--- start ---

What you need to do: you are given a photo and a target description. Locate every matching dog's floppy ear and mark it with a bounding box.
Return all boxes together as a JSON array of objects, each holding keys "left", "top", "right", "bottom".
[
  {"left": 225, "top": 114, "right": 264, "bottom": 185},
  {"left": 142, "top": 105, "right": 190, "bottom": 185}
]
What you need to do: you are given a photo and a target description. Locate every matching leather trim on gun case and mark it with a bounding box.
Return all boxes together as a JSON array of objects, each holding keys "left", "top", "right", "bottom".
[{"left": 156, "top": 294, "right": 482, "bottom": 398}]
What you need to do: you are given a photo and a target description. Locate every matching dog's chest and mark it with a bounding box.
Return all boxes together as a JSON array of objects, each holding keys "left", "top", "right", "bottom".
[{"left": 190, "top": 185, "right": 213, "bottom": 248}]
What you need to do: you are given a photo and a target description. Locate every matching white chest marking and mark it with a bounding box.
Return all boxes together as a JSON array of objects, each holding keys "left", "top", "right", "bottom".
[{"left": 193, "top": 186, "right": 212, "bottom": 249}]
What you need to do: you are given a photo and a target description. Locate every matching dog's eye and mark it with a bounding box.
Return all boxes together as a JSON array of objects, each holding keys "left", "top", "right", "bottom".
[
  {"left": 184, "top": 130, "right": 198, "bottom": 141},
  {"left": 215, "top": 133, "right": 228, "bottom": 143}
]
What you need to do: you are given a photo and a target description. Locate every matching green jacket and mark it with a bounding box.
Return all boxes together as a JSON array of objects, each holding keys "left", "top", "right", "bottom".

--- end ---
--- start ---

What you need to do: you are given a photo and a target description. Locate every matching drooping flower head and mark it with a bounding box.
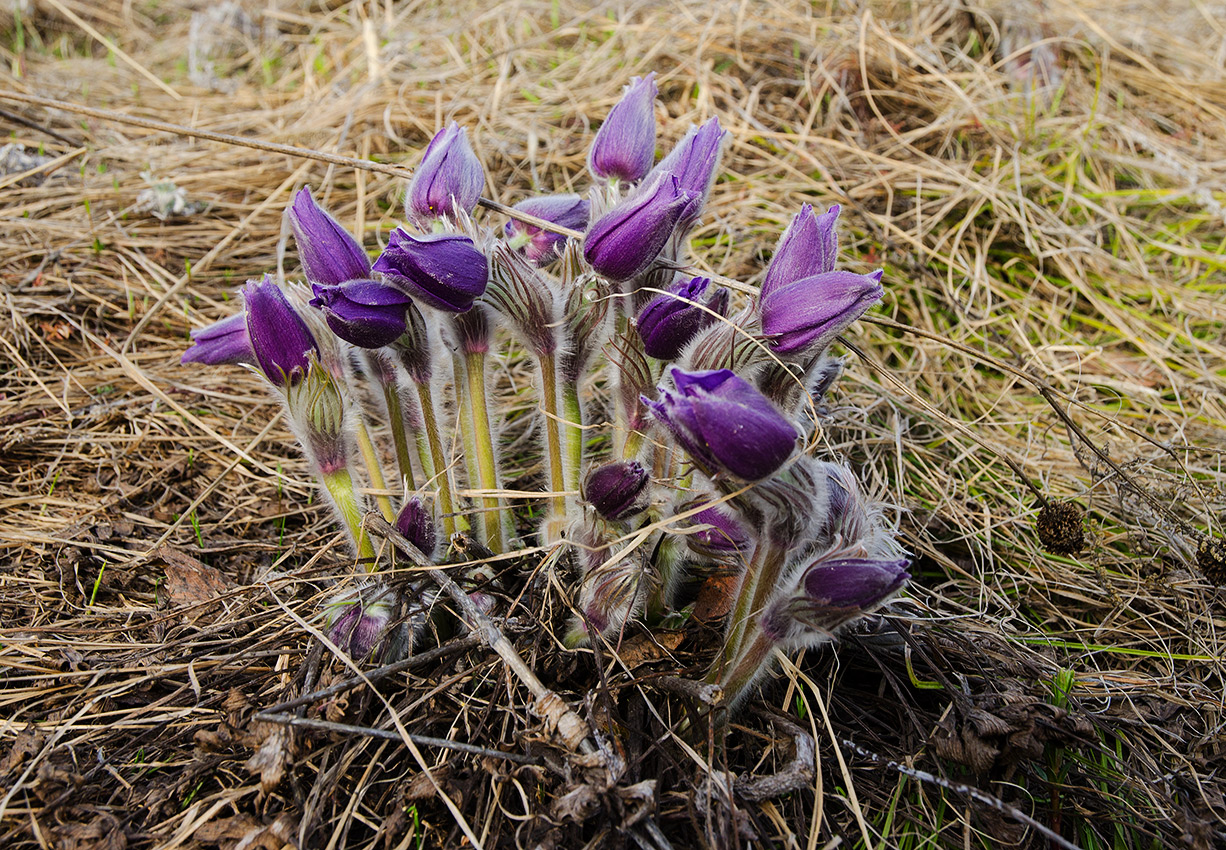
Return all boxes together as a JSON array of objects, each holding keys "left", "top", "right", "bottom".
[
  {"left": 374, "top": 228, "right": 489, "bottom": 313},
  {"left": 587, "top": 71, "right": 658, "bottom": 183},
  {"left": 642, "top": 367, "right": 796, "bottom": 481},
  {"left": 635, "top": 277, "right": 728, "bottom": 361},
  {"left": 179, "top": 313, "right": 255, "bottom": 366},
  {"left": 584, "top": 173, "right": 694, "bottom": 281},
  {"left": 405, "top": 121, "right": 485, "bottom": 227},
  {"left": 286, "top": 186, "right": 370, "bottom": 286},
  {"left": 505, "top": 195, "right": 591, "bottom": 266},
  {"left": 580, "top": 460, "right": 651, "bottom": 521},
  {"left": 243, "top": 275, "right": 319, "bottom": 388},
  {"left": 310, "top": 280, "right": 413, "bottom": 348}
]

--- end ---

Return every line of the listing above that contains the word "chest".

What you need to do: you are given a photo and a target description. Locate every matching dog's chest and mark it with a bounding box.
What you need to do: you are given a photo and a target description. Locate every matching white chest marking and mark it with a bounding box.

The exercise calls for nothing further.